[CHALLENGE]: Return every line of the material below word for word, without adding, dropping, or changing anything.

[LISTED RECORDS]:
◇ ◇ ◇ ◇ ◇ ◇ ◇

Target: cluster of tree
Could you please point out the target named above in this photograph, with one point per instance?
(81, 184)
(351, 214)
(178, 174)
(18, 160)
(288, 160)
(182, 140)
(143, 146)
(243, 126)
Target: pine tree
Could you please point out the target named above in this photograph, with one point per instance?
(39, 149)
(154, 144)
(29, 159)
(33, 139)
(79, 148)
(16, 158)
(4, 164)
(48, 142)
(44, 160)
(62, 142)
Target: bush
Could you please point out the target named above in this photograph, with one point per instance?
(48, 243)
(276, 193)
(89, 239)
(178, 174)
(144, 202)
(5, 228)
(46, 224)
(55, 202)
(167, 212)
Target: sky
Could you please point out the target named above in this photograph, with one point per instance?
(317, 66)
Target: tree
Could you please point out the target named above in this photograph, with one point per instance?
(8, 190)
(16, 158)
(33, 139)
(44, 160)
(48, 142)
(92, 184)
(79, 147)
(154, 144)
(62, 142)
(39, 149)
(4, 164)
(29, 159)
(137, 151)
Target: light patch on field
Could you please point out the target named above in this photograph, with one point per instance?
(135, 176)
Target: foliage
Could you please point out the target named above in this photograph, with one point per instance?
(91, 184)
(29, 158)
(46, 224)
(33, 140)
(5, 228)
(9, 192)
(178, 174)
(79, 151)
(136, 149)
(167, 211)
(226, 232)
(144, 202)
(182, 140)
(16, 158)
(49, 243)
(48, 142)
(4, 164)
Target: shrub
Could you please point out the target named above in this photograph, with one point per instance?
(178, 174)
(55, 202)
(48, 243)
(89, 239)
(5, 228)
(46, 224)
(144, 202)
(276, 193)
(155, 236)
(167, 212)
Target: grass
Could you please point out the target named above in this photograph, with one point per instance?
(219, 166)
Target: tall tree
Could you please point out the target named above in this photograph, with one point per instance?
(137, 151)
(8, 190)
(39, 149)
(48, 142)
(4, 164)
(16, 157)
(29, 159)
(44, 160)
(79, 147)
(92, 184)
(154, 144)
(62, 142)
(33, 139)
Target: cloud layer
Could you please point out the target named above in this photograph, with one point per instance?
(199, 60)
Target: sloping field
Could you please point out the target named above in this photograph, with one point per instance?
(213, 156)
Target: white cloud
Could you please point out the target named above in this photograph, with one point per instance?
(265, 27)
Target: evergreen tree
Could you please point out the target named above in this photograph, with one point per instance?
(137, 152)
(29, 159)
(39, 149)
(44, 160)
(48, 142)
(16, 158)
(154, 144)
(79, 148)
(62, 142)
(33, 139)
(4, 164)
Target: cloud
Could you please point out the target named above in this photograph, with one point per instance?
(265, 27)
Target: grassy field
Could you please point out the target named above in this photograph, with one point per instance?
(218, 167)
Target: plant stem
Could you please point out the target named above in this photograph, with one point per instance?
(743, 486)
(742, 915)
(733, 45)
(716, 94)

◇ ◇ ◇ ◇ ◇ ◇ ◇

[EXPECTED OUTPUT]:
Target: cluster of tree
Could you please point out the target named above in this photograph, with one point per instance?
(81, 184)
(351, 214)
(178, 174)
(18, 160)
(288, 160)
(182, 140)
(143, 146)
(243, 126)
Target: pine tree
Could you please point out the target named above in this photograph, with one point per instance?
(39, 149)
(154, 144)
(29, 159)
(33, 139)
(79, 148)
(16, 158)
(4, 164)
(48, 142)
(44, 160)
(62, 142)
Target: bush
Could you please point out the target named above in this photograph, with one point per instance?
(48, 243)
(276, 193)
(89, 239)
(178, 174)
(144, 202)
(5, 228)
(46, 224)
(55, 202)
(167, 212)
Target: sky
Could you please point out the target named above in this photograph, with one point per instance?
(317, 66)
Target: tree
Could you please point out the target named above in this photograph, with one point per instance?
(8, 190)
(16, 158)
(33, 139)
(44, 160)
(48, 142)
(92, 184)
(79, 147)
(154, 144)
(62, 142)
(39, 149)
(4, 164)
(29, 159)
(137, 151)
Target: light patch on field
Could you please point out the target named above in this photograph, with one point per instance?
(135, 176)
Target: foliage
Could you please point out the target named above in this photograph, with one point per instance?
(91, 184)
(29, 158)
(46, 224)
(33, 140)
(5, 228)
(9, 192)
(178, 174)
(79, 151)
(136, 149)
(167, 211)
(226, 232)
(144, 202)
(182, 140)
(16, 158)
(49, 243)
(48, 142)
(4, 164)
Target: shrub
Could you please point out the target named above in this photograph, with one point per instance?
(178, 174)
(55, 202)
(48, 243)
(89, 239)
(5, 228)
(46, 224)
(144, 202)
(276, 193)
(155, 236)
(167, 212)
Target: grass
Could you please point out the target named above in this photograph, with one point per instance?
(219, 166)
Target: tall tree
Could you please point out the target named above in this photograph, with one point per instance?
(137, 151)
(8, 190)
(39, 149)
(48, 142)
(4, 164)
(16, 157)
(29, 159)
(44, 160)
(79, 147)
(92, 184)
(154, 144)
(62, 142)
(33, 139)
Target: cloud layer
Could you please point out the target named above in this photograph, with one point per instance?
(199, 60)
Target: sloping field
Could you please point out the target named above in this photograph, with one point per instance?
(213, 156)
Target: white cloud
Could you please point out the target named above in this photograph, with one point per instance?
(265, 27)
Target: evergreen tree
Could you please point out the target named above in this photograph, with one point per instance?
(137, 152)
(29, 159)
(39, 149)
(44, 160)
(48, 142)
(16, 158)
(154, 144)
(79, 148)
(62, 142)
(33, 139)
(4, 164)
Target: cloud
Could you please point out the target named above in this photograph, with one point per instance?
(265, 27)
Target: grassy field
Could you please point out the target named above in this photograph, with one point per instance?
(218, 167)
Target: plant stem
Could you please point out the target named above in this photograph, with one point per instance?
(743, 486)
(742, 915)
(733, 45)
(716, 94)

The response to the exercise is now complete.